## CONSIGNES
• a. Dans le texte sur Pierre Soulages, partez des mots « Le Louvre célèbre » et arrêtez-vous après « est unanimement encensée. », puis recopiez ce passage en changeant « Louvre » en « musée ».
• b. Poursuivez le texte sur Pierre Soulages à partir de l'endroit où il s'arrête.
==== TEXTE
Le Louvre célèbre le 100e anniversaire de Pierre Soulages en consacrant une grande exposition à ses monochromes noirs. Bien que répétitive et morne, l’oeuvre de cet artiste qui s’est désintéressé du monde est unanimement encensée.
Le centième anniversaire de Pierre Soulages inspire rétrospectives et célébrations en France. Figure importante de la peinture abstraite française d’après-guerre, cet artiste est surtout connu pour ses grands monochromes noirs, qualifiés d’ « outrenoirs ». Le concert de louanges et l’unanimisme dont il fait l’objet ne doivent pas faire illusion ni endormir l’esprit critique. En se désintéressant du monde et de sa figuration, l’homme en noir a produit une œuvre répétitive, morne et dont on ne voit guère la postérité.
========
==== MATÉRIEL
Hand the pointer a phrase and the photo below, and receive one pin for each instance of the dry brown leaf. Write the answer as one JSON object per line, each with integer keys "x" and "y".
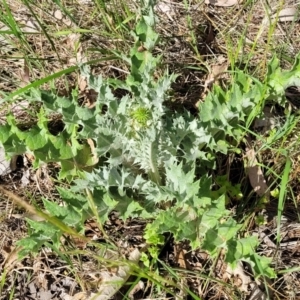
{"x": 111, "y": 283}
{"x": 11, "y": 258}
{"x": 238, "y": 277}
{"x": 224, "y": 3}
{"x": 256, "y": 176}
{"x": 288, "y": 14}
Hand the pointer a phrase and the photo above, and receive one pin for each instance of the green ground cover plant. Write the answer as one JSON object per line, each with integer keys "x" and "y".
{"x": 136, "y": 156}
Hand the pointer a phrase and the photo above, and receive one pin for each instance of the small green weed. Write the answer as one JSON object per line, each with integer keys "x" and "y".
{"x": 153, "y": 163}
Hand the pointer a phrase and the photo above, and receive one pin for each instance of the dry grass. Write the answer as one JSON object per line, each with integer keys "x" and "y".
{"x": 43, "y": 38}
========
==== MATÉRIEL
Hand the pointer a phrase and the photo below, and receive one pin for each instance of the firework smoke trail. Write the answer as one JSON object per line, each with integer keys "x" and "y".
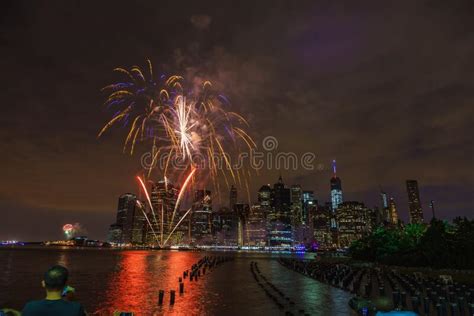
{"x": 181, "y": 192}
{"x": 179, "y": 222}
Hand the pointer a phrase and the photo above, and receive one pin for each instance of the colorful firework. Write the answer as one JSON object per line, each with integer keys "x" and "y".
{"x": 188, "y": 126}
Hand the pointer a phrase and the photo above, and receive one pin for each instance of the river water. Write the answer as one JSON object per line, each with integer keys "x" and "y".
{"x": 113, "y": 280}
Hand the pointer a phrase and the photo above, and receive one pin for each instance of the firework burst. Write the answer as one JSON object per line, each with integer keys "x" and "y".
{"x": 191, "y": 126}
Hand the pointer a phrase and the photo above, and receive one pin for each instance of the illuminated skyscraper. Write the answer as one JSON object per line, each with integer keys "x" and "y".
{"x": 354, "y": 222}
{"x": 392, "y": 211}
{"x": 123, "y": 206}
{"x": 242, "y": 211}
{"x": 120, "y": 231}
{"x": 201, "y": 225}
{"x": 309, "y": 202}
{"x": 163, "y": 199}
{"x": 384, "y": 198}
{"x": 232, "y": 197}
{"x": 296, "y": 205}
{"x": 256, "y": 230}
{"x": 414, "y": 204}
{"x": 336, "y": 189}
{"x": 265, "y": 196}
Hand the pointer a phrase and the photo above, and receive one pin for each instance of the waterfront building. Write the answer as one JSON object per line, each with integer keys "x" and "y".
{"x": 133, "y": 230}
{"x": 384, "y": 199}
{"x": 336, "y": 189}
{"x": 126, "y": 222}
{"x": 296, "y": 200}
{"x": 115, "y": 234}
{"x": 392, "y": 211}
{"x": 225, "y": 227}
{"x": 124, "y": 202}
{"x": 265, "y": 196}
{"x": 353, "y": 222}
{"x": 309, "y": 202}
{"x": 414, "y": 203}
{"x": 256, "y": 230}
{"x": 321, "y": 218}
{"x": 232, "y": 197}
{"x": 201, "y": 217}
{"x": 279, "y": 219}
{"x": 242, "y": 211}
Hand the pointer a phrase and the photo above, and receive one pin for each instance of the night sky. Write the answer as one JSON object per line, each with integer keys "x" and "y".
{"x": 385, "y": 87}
========
## CORRIGÉ
• a.
Le musée célèbre le 100e anniversaire de Pierre Soulages en consacrant une grande exposition à ses monochromes noirs. Bien que répétitive et morne, l’oeuvre de cet artiste qui s’est désintéressé du monde est unanimement encensée.

• b.
Il y a quelques jours, j’ai fait un rêve (ou un cauchemar, comme on voudra). On était dans le futur. Pierre Soulages était doyen de l’humanité. Beaux Arts magazine titrait sur l’éternelle jeunesse de l’art moderne. On amenait les enfants des écoles célébrer le beau vieillard national. Les politiques jouaient des coudes pour être photographiés avec lui. On ne comptait plus les « proches de ». Ses gros livres tapissaient les tables basses. Les commentateurs surenchérissaient de choses qu’ils voyaient dans sa peinture et que les autres n’avaient pas vues. En me réveillant, je me suis ébroué. Pour le moment, on célèbre le centenaire de l’artiste. C’est déjà pas mal. Les festivités sont d’ailleurs bien rodées, car il y a dix ans, un 90e anniversaire a été orchestré par le centre Georges-Pompidou et le Louvre. Même les grèves se reproduisent presque à l’identique.
Une gloire française ayant survécu au déclin de l’abstraction
Pierre Soulages naît en 1919 à Rodez, dans une famille de commerçants et artisans. Il fait de courtes incursions aux Beaux-Arts de Paris, puis de Montpellier. Il est vite rebuté par la formation lourde et – pense-t-il – passéiste de ces institutions. Comme beaucoup de modernes, il préfère se lancer directement dans la vie d’artiste (et de bohème). Sa première exposition personnelle intervient seulement la trentaine venue. Il produit alors une abstraction où de larges traits de pinceau barrent la surface en divers sens.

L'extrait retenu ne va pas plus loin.